■ Stated exercise
Change "instance" to "occurrence" wherever it occurs in the data below, and write out the data again with nothing else altered and the pictures omitted.

======== Data for processing

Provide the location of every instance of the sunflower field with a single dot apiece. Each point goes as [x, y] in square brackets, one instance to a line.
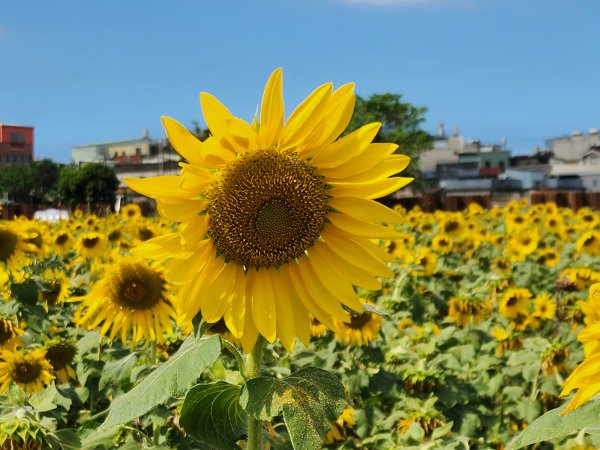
[469, 343]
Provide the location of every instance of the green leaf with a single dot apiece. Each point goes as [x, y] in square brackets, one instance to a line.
[552, 425]
[49, 399]
[172, 378]
[68, 439]
[311, 400]
[212, 414]
[117, 371]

================

■ Result for this exercise
Provide the location of every occurrence of the sunflower field with a single dot apiece. Each point goes as [x, y] in square brackets, one occurrence to a line.
[469, 343]
Provide the location of every occurrence of the green leaf with a single dot apiece. Each point goes as [x, y] in square brackets, one occurrence to a line.
[552, 425]
[49, 399]
[172, 378]
[68, 439]
[311, 400]
[212, 414]
[117, 371]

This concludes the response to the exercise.